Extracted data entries
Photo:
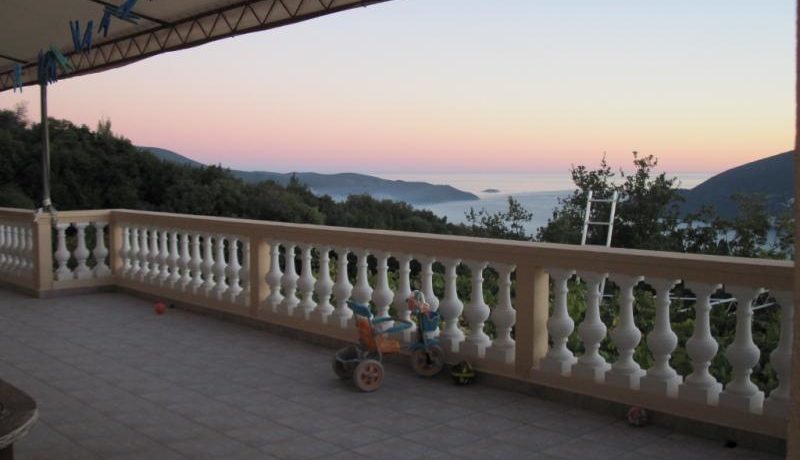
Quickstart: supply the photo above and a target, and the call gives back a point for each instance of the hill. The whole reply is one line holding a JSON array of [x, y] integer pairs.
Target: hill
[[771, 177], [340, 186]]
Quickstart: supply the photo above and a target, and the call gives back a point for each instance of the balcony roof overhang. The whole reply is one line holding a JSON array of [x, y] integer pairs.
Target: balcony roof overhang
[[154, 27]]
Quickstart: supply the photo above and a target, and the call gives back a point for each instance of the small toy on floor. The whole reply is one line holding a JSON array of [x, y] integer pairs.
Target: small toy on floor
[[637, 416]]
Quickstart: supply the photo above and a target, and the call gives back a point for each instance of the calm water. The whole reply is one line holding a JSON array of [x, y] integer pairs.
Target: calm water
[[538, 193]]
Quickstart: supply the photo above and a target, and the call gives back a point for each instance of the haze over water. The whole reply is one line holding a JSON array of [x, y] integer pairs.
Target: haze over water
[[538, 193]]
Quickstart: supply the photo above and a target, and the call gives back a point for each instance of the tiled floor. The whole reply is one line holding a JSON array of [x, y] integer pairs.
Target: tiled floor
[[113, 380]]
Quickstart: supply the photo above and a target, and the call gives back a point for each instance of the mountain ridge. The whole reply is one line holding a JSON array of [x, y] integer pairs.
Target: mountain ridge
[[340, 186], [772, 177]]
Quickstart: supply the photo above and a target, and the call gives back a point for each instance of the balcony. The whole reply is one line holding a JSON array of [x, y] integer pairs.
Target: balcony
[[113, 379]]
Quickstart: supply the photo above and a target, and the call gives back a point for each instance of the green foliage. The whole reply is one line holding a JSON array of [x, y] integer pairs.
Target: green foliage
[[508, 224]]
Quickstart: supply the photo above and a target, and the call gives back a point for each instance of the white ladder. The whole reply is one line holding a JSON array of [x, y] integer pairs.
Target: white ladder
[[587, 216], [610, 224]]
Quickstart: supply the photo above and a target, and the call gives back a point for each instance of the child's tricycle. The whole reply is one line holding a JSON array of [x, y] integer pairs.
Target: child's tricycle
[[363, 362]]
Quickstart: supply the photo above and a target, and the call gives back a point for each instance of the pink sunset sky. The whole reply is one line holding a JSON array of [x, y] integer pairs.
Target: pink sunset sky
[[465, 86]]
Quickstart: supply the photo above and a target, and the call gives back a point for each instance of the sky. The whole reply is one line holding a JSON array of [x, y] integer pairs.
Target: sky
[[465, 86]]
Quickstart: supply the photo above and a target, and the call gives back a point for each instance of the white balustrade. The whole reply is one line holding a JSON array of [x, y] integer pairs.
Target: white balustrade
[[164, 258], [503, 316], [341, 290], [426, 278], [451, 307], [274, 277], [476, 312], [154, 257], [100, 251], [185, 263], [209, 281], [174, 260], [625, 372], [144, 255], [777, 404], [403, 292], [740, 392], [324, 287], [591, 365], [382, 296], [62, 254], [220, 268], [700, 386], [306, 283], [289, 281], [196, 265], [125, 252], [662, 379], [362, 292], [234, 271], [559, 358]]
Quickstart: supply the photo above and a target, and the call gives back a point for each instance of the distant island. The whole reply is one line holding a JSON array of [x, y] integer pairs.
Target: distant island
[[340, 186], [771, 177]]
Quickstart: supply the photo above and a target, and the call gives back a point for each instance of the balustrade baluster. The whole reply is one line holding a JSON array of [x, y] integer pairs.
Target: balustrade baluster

### YOUR OBJECTIVE:
Copy every one of the entries above word for word, leaving out the pictures.

### RESULT OF THE TASK:
Photo:
Quickstart: supply the photo above and a target, and the call gives back a point for each instance of the hill. The whole reply is one line holding a JSON array of [x, y] integer pairs.
Target: hill
[[771, 177], [340, 186]]
Quickstart: supply the photo above and a target, and the call gives back a point for each instance of the balcony roof overhang. The whole reply is one line holding a JSON array of [x, y] integer pairs.
Target: balcony roof overhang
[[154, 27]]
Quickstart: supply the photo above and a target, and the call gives back a point for each instance of the small toy on floor. The whole reply is one line holding a JSON array of [x, y] integer pairs.
Target: small toy on floor
[[637, 416]]
Quickstart: supply the photo above and a target, and the call gives back a point for each instance of the calm water. The whole reply is one line holding a JSON array of [x, y] integer pairs.
Target: calm water
[[538, 193]]
Quickstart: supply the photo above and a target, and the call gives back a point for each instance of the haze over water. The whole reply is one line holding a JSON array of [x, y] integer pairs.
Target: haze over water
[[538, 193]]
Quickstart: supply the photo above and a target, and the call gives back a point for each instance of the tiled floor. The whole reply is one line holding a JSON array of [x, y] integer pairs.
Target: tiled floor
[[113, 380]]
Quickstart: supply the photo above and a target, and the call gives back a point for each instance of the mountain ridge. The whole reply is one line holding a JSON array of [x, y] integer pairs.
Target: mountain ridge
[[340, 186], [772, 177]]
Quickstart: supply the photo above and a target, and the call gives back a point for each instance of the balcony. The whole reply is one line holding a JSON array of [x, y] integer pairs.
Target: balcony
[[113, 379]]
Quickstart: supply the photo above and a target, and the call gives back a point for each instance of the green foliage. The whole reply is one line holding a JSON array of [x, y] integer pairs.
Target: green foliage
[[508, 224]]
Quickstart: supply the photo above and a target, and the call gives back a point for each instance of the white ladder. The whole reply is one line holding a JSON array of [x, y] integer pairs.
Target: white ladder
[[587, 216], [610, 224]]
Quickstart: supply the photo above and a target, and the call gives back a point for each instance of the child's tricycle. The whole reply is one line holding a JSON array of [x, y] integer pairs.
Target: child's tricycle
[[363, 362]]
Quickstart: supply the photo above and a target, and the call gives back a point for each instance of the pink sunset sky. The whole reply is one line holding a JSON array of [x, y] integer pairs.
Target: pink sunset sky
[[465, 86]]
Quickstart: supply the photo above and a target, and the call gives back a point for each instance of the sky. The whole reply is one line holding a JSON array of [x, y] integer pairs.
Target: sky
[[465, 86]]
Quickstart: supply the photo above and a target, and the call gives back a point for each instance of the white balustrade. The whole reply is one line holding a JSON array of [x, y] integer pairs.
Target: white balustrade
[[164, 258], [503, 316], [341, 290], [426, 278], [451, 307], [274, 277], [476, 312], [154, 257], [100, 251], [185, 263], [209, 281], [174, 260], [625, 372], [144, 255], [777, 404], [403, 292], [740, 392], [324, 287], [591, 365], [382, 296], [62, 254], [220, 268], [700, 386], [306, 283], [289, 281], [196, 265], [125, 252], [662, 379], [362, 292], [234, 271], [559, 358]]
Quickstart: supply the photo above and a target, and the call gives back a point for each instance of the distant island. The whole reply is one line holding a JSON array of [x, y] integer pairs.
Target: distant island
[[340, 186], [771, 177]]
Quickstart: supply the photo above and a target, and the call gives back a point for each instance of the balustrade baluster. The whole reply is one line holding a JSON array of [x, y] integer pairs.
Target: balustrade baluster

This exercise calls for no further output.